EXERCISE DIRECTIONS = Please print exactly the lines running from the one that contains "[indicate] the pink-purple" to the end of the data, with both lines included.

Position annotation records
- - -

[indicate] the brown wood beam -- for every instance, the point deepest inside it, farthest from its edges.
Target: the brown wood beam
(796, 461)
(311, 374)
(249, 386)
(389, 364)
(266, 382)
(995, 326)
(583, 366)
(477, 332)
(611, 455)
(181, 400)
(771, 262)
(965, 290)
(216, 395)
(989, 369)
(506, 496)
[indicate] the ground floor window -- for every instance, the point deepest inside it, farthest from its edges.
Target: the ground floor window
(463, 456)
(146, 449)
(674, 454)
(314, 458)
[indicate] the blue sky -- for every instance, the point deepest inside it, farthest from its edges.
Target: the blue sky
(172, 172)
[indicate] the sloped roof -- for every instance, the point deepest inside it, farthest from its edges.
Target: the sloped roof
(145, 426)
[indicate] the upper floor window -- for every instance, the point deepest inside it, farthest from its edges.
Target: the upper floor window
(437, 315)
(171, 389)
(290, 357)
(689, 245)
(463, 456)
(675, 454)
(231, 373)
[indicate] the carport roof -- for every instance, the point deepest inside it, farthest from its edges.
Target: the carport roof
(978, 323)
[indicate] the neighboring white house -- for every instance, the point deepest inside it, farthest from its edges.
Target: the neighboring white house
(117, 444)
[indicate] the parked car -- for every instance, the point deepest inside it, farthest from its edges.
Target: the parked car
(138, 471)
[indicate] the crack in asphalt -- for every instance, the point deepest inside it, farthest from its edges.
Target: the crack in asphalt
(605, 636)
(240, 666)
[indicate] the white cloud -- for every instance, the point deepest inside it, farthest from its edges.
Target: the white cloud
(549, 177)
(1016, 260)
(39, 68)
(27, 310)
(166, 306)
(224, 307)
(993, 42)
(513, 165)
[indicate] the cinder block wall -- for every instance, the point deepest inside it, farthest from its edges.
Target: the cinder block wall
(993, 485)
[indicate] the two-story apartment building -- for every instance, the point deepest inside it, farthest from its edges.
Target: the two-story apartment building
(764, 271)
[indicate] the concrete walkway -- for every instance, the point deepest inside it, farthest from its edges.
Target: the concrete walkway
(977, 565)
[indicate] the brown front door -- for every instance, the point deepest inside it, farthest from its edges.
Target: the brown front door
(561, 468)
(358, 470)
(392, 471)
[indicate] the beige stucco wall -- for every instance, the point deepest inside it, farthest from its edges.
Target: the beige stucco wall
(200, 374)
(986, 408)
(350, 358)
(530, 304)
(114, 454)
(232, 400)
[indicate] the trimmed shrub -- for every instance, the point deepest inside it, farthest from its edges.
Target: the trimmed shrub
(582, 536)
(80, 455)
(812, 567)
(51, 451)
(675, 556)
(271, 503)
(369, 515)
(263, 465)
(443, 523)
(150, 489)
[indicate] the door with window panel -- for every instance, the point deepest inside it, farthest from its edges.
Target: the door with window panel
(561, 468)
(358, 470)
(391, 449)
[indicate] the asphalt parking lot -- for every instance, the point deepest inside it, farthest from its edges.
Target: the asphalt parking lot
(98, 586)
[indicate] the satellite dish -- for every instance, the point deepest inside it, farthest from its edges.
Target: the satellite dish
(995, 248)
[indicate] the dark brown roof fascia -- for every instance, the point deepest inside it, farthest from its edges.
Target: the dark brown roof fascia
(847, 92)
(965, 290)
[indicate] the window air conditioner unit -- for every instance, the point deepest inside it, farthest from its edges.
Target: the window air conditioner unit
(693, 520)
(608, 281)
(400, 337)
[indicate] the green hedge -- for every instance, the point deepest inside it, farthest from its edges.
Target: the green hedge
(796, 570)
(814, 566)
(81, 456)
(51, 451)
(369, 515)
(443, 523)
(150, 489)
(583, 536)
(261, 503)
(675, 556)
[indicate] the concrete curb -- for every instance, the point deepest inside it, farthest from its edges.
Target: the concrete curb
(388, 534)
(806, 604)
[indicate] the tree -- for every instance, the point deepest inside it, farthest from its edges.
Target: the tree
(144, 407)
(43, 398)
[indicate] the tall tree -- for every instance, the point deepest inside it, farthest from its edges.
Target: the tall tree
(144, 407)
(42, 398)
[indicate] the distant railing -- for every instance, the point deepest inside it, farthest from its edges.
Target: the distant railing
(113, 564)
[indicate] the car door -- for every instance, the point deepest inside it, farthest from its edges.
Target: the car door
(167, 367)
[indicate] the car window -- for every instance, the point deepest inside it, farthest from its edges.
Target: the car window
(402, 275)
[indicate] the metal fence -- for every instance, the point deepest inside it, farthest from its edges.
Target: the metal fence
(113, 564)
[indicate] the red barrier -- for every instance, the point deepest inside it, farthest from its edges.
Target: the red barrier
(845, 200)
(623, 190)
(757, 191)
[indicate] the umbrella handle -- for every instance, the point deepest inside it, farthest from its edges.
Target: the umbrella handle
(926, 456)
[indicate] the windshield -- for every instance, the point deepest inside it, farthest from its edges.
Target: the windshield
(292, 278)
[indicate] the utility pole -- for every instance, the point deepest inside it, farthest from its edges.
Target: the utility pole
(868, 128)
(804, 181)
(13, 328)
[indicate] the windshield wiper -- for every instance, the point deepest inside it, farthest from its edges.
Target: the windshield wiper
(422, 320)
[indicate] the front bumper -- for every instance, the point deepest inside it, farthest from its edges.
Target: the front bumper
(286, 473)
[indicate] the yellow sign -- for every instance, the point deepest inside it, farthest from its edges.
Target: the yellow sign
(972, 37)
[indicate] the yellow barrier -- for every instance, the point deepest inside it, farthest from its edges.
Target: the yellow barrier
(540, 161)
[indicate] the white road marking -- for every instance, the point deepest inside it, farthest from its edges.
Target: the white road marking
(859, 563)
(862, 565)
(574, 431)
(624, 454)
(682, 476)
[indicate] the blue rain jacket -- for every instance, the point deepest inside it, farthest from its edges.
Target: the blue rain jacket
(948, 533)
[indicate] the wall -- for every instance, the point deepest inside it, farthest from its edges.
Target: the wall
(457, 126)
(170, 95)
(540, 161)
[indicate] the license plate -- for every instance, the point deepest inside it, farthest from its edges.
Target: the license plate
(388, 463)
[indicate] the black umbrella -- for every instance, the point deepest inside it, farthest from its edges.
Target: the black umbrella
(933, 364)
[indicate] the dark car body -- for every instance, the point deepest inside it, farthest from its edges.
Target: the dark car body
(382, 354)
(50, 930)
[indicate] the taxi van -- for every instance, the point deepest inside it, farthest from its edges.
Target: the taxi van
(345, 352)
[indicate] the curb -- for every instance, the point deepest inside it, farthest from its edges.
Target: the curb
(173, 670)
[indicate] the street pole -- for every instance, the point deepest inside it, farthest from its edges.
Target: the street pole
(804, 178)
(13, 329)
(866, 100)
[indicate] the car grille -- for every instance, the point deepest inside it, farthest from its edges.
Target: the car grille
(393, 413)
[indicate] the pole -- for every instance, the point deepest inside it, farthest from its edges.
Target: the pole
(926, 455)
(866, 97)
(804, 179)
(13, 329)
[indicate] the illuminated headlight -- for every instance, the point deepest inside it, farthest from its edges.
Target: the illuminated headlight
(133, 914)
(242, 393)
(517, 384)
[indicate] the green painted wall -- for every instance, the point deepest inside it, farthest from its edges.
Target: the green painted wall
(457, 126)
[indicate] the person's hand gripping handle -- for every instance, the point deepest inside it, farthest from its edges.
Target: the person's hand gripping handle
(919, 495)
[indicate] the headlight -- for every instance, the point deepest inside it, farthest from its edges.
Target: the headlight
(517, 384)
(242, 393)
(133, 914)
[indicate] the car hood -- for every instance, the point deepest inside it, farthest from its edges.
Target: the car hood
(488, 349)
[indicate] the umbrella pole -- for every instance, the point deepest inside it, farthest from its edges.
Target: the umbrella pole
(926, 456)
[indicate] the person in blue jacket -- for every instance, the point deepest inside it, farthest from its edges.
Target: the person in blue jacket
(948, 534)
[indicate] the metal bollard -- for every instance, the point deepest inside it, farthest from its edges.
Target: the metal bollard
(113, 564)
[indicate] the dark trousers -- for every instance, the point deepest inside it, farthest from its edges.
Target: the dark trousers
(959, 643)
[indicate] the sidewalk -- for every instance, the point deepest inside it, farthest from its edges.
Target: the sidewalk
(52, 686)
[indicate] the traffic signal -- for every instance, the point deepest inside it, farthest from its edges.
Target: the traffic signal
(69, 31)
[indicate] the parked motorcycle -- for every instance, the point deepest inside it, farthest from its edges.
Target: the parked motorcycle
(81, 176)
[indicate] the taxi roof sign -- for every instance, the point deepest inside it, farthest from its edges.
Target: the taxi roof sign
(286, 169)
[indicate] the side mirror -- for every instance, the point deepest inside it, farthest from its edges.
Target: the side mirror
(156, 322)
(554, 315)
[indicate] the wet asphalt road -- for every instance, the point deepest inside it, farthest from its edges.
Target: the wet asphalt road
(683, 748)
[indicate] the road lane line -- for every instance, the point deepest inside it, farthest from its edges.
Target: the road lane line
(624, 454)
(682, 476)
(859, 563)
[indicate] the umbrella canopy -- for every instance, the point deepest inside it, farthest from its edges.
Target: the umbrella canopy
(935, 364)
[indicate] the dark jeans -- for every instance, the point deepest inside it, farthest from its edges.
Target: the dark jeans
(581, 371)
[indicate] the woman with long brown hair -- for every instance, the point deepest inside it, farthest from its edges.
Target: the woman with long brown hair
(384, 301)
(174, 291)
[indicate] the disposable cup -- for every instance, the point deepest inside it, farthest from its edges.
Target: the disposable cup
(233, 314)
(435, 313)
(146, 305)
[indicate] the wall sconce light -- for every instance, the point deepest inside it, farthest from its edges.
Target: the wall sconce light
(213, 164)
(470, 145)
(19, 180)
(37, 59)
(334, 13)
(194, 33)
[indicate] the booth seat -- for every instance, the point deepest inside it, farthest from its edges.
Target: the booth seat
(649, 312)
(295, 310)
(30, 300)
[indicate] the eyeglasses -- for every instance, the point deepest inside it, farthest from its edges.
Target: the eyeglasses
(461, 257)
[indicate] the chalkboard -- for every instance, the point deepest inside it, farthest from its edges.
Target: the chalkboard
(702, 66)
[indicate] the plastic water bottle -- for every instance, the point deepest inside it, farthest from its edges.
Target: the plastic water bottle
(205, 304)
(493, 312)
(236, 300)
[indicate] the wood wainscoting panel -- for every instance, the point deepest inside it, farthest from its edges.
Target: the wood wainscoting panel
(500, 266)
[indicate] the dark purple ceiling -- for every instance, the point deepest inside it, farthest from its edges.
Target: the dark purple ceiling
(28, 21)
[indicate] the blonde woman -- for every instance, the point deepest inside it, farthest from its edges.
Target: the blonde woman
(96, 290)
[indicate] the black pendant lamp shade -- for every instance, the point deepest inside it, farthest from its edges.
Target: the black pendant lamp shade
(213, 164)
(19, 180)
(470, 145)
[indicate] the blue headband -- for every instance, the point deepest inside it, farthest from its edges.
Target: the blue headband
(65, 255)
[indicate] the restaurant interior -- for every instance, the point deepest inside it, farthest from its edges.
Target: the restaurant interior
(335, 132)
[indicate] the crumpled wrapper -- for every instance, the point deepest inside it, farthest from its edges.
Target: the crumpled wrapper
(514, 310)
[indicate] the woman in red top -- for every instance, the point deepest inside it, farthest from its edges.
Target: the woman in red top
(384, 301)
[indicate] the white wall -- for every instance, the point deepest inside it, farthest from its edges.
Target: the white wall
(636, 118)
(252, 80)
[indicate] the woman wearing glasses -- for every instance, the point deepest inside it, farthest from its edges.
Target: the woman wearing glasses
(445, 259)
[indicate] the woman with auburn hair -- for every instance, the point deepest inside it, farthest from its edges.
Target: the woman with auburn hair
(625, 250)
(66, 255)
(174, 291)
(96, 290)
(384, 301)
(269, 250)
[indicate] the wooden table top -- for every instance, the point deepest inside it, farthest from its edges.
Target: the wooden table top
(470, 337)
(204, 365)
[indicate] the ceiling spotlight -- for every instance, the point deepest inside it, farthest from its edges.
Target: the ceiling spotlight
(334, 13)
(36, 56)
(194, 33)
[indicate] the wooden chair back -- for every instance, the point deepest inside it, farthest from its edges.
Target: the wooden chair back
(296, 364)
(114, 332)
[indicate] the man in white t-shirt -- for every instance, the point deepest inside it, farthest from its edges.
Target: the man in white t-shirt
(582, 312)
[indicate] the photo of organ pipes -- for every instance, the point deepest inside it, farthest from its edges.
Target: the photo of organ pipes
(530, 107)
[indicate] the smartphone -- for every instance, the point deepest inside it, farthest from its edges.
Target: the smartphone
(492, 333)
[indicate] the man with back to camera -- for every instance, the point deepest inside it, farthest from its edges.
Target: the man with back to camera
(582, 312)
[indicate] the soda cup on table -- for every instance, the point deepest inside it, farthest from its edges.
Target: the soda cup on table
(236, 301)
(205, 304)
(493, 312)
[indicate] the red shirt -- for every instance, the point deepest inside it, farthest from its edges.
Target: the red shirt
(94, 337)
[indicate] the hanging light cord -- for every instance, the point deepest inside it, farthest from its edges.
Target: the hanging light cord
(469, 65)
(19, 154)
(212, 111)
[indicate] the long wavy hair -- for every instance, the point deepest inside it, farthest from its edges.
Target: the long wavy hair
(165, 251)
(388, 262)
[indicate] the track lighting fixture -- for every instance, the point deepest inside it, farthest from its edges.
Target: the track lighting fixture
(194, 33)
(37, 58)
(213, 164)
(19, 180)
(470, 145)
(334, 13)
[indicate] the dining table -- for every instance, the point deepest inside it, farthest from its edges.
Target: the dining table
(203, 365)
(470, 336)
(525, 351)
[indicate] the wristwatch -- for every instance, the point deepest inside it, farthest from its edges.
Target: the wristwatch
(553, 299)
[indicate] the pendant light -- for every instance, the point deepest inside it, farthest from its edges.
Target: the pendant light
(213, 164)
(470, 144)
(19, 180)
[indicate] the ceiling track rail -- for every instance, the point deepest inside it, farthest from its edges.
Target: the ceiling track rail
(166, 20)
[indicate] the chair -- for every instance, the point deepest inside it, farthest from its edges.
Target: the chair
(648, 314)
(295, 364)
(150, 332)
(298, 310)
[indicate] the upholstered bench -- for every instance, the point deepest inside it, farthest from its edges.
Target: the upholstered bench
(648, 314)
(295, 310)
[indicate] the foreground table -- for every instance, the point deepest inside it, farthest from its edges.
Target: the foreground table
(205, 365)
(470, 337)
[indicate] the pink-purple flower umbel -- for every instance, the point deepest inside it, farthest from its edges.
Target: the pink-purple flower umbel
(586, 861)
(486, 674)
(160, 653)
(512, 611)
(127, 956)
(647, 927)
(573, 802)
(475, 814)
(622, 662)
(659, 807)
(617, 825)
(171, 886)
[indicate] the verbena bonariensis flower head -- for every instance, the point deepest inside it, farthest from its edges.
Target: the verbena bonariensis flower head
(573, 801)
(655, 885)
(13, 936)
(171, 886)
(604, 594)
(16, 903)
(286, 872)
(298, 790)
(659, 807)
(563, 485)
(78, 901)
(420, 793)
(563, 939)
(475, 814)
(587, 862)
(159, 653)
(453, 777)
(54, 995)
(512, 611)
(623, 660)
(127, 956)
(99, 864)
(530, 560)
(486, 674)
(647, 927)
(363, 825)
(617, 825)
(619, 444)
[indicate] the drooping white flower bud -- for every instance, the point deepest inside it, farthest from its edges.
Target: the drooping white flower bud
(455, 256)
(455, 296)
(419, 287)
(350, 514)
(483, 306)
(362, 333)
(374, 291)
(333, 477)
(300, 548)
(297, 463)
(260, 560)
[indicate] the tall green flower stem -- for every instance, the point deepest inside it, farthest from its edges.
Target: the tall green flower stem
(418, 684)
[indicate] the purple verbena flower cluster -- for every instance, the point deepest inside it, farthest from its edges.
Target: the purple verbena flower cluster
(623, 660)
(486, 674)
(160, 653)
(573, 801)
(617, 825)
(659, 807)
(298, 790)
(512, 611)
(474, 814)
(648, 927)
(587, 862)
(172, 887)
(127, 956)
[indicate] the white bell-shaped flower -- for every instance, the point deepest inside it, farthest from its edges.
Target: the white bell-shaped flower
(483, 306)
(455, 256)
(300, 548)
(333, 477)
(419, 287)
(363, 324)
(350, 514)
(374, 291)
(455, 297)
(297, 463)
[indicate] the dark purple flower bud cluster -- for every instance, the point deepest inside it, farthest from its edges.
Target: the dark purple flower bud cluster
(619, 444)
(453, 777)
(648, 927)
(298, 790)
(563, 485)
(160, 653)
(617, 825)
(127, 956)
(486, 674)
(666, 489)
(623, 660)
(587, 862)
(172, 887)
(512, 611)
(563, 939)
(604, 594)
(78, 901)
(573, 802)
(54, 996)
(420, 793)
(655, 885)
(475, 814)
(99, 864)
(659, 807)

- - -

SOLUTION FOR THIS TASK =
[indicate] the pink-purple flower umbel -- for every instance, the point deepest inside it, farthest from its edges.
Target: the pink-purple flower umbel
(586, 861)
(486, 674)
(160, 653)
(512, 611)
(127, 956)
(647, 927)
(573, 802)
(475, 814)
(622, 662)
(659, 807)
(617, 825)
(171, 886)
[indicate] the verbena bonariensis flower head -- for every instance, the point deepest inside it, farthest from its edges.
Target: the verbena bonariensis flower head
(573, 801)
(655, 885)
(13, 936)
(171, 886)
(604, 594)
(16, 903)
(286, 872)
(298, 790)
(659, 807)
(563, 485)
(78, 901)
(420, 793)
(563, 939)
(475, 814)
(587, 862)
(159, 653)
(453, 777)
(54, 995)
(512, 611)
(623, 660)
(127, 956)
(99, 864)
(530, 560)
(486, 674)
(647, 927)
(363, 825)
(617, 825)
(619, 444)
[indicate] the drooping white flower bud -- for every instance, the point deepest inside it, farthest from its edges.
Target: the drooping white flower bud
(455, 256)
(455, 296)
(419, 287)
(350, 514)
(483, 306)
(362, 333)
(374, 291)
(333, 477)
(300, 548)
(297, 463)
(260, 560)
[indicate] the tall green flower stem -- for every instance, the point deepest inside it, farthest from its edges.
Target: the tall green flower stem
(418, 684)
[indicate] the purple verbena flower cluster -- for every instance, the point deepest inside it, farthest from its edges.
Target: the purple verbena flower cluster
(623, 660)
(486, 674)
(160, 653)
(573, 801)
(617, 825)
(659, 807)
(298, 790)
(512, 611)
(474, 814)
(648, 927)
(587, 862)
(172, 887)
(127, 956)
[indicate] the white bell-shaped flower -- for every instance, the point deepest inside it, farthest from its edges.
Target: the white bell-shaped flower
(483, 306)
(455, 256)
(300, 548)
(333, 477)
(419, 287)
(363, 324)
(350, 514)
(374, 291)
(455, 297)
(297, 463)
[indicate] the dark purple flower bud cluster -- for every instance, the point deepest inside it, farthest from its edges.
Target: the dark purple flower bud cluster
(619, 444)
(453, 777)
(648, 927)
(298, 790)
(563, 485)
(160, 653)
(617, 825)
(127, 956)
(486, 674)
(666, 489)
(623, 660)
(587, 862)
(172, 887)
(512, 611)
(563, 939)
(604, 594)
(78, 901)
(573, 802)
(54, 996)
(420, 793)
(655, 885)
(475, 814)
(99, 864)
(659, 807)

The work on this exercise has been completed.